| Job a |
List every distinct username that heads a post in the fly shop thread below, each only once.

# Old AuSable Fly Shop



## Ruff Rider (Jan 19, 2004)

I was heading up north on Sunday and was getting a late start as it was, when I realized I didn't have a leader or any of the right flies. So I called the Old AuSable Fly Shop to find out what time they closed. A gentleman answered and said that they were already closed but if I hurried he'd wait. When I explained that it would still be a couple hours, he said "well what do you need?" I told him a couple of these, a couple of those, and a couple of leaders. He asked for my name and said you're all set, I'll leave them in "X" spot, just catch up with us the next time you're around. That just totally blew my mind. I can't think of too many places that would be willing to do that for me, even some of the bait shops I might be recognized at.
I hope I'm not breaking any rules by posting this, I just think it was incredible that they would be willing to do that for a total stranger. To be honest, I had initially boycotted the store because it was no longer the Fly Factory and I was told that that owner now owned the shop across the road (don't know if there is any truth to that or not), but I know where I'll be headed from now on.
Thanks again Jeff!
-Adam-


----------



## Whit1 (Apr 27, 2001)

You're fine with that post. It's good to hear a story about how a local shop provides service.


----------



## Linda G. (Mar 28, 2002)

I was in there a couple of weeks ago picking up some friends off the freeway for a week on the upper Manistee. Everyone there was very helpful, very friendly. Mostly, we talked English Setters. I didn't know the place had sold, when did that happen? I don't get out much anymore, especially down that way.


----------



## flyfish (Dec 4, 2001)

I was there Sat. The place is fantastic, you don't have to beg to get waited on. People are knowledgable and very helpful. Bought a new hat just to help advertise for them.


----------



## mparks (Sep 4, 2001)

I was in there this weekend and found the guys to be very friendly and helpful. One of the guys gave my boys OAFS stickers and they thought that was pretty cool. Too bad they couldn't talk there mom into buying the cool kayak with the pedals in the back.:lol: It made for a nice diversion when it was raining Saturday night.


----------



## jmckeon (Feb 21, 2009)

where is this shop located i am always looking to add another fly shop to my list of places to stop in and get equipment


also is there any where i could get on the manistee river and catch trout. I will be in mio this weekend and want to check places to fish other than the ausable any info would be great as to access sites that i can get to from mio/luzerne area thanks


----------



## RGROSE (Jan 16, 2005)

Andy and the guys run a great shop. They always given me a TRUE River report, and are very helpful to anyone who walkes thru there doors.


----------



## flyfish (Dec 4, 2001)

jmckeon said:


> where is this shop located i am always looking to add another fly shop to my list of places to stop in and get equipment
> 
> The old Fly Factory right on business I-75 in Grayling, on the Au Sable.


----------



## jmckeon (Feb 21, 2009)

cool thanks i might have to take a spin up there and check it out this weekend. anyone know how much the T.U. books cost for the ausable and mainstee rivers?


----------



## streamertosser (May 20, 2008)

| Supplied material |
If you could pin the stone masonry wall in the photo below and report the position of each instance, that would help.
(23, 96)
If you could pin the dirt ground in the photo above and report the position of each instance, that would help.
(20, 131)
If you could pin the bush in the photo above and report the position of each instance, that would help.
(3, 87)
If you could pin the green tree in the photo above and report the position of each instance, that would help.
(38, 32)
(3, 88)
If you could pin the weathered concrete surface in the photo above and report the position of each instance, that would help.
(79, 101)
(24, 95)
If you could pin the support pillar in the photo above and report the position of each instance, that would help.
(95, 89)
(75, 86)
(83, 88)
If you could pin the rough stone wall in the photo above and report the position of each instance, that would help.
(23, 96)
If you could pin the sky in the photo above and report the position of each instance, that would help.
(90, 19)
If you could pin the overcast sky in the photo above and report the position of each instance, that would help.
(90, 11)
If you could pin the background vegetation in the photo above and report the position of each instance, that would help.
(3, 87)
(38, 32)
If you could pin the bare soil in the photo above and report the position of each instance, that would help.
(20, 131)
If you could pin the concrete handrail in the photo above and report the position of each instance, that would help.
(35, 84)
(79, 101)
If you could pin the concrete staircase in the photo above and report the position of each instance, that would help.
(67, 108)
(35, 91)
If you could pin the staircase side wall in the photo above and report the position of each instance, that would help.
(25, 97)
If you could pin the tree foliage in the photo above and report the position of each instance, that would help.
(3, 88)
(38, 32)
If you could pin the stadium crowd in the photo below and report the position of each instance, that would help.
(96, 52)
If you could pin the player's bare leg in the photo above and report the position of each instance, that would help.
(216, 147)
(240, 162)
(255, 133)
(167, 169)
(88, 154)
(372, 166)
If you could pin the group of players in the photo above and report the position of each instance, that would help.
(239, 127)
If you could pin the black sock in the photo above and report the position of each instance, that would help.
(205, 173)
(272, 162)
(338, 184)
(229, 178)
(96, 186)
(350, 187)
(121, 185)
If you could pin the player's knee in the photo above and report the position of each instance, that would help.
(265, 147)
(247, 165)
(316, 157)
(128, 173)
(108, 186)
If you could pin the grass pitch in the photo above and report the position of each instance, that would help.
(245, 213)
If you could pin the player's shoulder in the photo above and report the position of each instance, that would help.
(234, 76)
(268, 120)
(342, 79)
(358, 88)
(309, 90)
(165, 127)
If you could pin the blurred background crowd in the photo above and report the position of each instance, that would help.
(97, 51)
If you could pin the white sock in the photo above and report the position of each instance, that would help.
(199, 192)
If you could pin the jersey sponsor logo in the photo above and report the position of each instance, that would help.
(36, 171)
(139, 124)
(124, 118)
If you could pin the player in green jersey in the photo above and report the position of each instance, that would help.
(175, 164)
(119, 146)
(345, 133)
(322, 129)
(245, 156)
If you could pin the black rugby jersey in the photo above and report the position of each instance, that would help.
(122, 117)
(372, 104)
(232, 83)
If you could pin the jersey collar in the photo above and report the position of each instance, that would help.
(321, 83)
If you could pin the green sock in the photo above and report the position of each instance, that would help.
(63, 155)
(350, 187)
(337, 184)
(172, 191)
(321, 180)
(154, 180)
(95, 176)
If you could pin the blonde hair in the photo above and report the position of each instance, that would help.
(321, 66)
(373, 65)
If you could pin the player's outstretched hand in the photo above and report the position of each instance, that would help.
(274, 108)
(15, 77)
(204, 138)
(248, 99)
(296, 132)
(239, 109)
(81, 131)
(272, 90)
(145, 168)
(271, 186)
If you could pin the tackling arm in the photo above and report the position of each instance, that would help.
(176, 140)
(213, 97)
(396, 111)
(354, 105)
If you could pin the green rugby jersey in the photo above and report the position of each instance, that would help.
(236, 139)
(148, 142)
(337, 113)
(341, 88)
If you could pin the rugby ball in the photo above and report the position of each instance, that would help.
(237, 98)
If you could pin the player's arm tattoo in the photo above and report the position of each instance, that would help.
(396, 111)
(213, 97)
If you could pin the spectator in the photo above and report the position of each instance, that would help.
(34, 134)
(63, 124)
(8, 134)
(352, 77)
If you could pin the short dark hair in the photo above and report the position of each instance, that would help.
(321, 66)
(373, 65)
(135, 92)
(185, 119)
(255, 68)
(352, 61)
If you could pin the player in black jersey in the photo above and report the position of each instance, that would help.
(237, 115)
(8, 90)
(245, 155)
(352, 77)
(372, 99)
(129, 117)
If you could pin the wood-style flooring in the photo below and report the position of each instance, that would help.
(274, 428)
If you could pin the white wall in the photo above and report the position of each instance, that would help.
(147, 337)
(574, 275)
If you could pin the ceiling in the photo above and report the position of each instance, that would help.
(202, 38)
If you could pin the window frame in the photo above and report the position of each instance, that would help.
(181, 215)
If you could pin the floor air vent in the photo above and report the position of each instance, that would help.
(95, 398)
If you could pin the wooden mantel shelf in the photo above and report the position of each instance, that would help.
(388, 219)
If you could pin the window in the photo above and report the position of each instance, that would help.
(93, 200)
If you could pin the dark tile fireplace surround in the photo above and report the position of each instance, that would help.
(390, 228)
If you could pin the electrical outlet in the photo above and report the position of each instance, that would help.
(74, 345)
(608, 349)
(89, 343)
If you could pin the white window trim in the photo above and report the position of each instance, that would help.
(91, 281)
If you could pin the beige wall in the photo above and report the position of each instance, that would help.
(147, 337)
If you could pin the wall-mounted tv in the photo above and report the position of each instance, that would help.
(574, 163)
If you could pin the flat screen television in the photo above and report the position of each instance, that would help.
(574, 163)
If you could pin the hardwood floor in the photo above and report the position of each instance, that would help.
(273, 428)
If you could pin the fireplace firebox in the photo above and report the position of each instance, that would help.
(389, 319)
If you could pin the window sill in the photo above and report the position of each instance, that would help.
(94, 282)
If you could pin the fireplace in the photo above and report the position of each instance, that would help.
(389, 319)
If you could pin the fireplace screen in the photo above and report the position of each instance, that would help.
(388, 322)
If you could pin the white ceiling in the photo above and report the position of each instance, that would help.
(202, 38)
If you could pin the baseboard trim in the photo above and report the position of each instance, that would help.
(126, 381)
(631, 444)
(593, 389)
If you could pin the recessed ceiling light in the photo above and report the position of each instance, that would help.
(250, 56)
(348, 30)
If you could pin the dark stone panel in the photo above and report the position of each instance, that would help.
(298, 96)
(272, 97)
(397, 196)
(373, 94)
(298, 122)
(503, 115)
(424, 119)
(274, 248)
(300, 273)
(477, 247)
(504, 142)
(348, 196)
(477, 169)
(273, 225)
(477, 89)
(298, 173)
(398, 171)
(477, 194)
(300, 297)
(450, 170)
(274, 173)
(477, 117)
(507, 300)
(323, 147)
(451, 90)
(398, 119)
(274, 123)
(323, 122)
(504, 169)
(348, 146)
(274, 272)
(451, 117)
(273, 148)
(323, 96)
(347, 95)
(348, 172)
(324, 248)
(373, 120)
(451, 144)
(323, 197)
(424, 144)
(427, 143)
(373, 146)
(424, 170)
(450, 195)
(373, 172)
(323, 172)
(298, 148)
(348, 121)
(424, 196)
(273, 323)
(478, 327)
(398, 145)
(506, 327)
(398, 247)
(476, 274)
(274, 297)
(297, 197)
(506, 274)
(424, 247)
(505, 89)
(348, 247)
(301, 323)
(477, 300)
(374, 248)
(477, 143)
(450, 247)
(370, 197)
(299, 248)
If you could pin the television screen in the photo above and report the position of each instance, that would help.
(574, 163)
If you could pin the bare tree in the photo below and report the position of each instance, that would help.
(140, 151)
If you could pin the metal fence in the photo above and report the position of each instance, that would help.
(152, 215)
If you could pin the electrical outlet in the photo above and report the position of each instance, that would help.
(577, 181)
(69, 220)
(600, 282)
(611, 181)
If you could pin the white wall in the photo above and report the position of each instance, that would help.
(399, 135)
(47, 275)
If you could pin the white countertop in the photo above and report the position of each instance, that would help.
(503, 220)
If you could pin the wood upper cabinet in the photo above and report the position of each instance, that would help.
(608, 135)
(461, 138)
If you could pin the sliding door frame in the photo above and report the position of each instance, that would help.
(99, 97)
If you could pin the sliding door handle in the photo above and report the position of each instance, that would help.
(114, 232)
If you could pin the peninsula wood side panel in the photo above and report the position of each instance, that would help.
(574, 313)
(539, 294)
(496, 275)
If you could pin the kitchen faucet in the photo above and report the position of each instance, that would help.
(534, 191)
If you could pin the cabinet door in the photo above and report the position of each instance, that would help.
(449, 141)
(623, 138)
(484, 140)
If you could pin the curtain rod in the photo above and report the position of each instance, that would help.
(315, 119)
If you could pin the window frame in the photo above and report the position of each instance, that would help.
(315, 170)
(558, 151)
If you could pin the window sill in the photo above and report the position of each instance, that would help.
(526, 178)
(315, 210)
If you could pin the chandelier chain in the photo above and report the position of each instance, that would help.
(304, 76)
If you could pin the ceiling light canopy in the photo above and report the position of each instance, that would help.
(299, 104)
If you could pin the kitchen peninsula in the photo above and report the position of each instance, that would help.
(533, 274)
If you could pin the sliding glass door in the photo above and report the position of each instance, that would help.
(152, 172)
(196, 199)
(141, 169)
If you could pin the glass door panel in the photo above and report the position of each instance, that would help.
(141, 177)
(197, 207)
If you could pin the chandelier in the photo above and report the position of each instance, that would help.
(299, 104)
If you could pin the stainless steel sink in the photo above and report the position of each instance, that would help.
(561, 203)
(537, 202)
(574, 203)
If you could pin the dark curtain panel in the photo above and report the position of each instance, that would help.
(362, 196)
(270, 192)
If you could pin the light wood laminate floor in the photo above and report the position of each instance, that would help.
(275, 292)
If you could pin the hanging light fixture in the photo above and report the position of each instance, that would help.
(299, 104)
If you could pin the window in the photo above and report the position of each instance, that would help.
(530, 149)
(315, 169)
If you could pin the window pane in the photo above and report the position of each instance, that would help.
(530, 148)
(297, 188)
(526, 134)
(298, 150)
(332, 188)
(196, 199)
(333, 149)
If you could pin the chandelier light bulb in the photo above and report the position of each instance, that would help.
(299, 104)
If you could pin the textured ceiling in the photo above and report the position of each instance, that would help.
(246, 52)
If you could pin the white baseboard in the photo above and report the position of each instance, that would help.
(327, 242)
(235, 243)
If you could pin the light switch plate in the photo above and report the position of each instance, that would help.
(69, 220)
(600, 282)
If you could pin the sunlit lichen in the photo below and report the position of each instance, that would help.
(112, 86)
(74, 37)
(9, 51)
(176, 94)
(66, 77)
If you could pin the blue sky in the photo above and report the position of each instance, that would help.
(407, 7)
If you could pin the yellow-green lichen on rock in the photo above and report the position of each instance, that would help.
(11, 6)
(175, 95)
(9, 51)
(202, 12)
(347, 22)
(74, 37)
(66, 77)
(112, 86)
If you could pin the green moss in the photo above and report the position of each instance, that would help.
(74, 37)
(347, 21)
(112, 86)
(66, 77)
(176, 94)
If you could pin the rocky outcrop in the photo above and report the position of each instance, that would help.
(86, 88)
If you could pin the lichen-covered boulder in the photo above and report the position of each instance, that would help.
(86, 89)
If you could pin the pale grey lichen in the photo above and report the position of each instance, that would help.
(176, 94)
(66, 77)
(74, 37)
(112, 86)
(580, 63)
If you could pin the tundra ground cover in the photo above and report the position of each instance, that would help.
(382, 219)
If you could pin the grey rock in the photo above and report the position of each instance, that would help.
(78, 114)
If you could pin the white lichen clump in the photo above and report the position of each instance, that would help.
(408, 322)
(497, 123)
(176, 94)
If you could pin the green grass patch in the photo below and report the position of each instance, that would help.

| Job b |
Write out each line of the records above that contains the string "tree".

| Written reply a |
Ruff Rider
Whit1
Linda G.
flyfish
mparks
jmckeon
RGROSE
streamertosser

| Written reply b |
If you could pin the green tree in the photo above and report the position of each instance, that would help.
If you could pin the tree foliage in the photo above and report the position of each instance, that would help.
If you could pin the bare tree in the photo below and report the position of each instance, that would help.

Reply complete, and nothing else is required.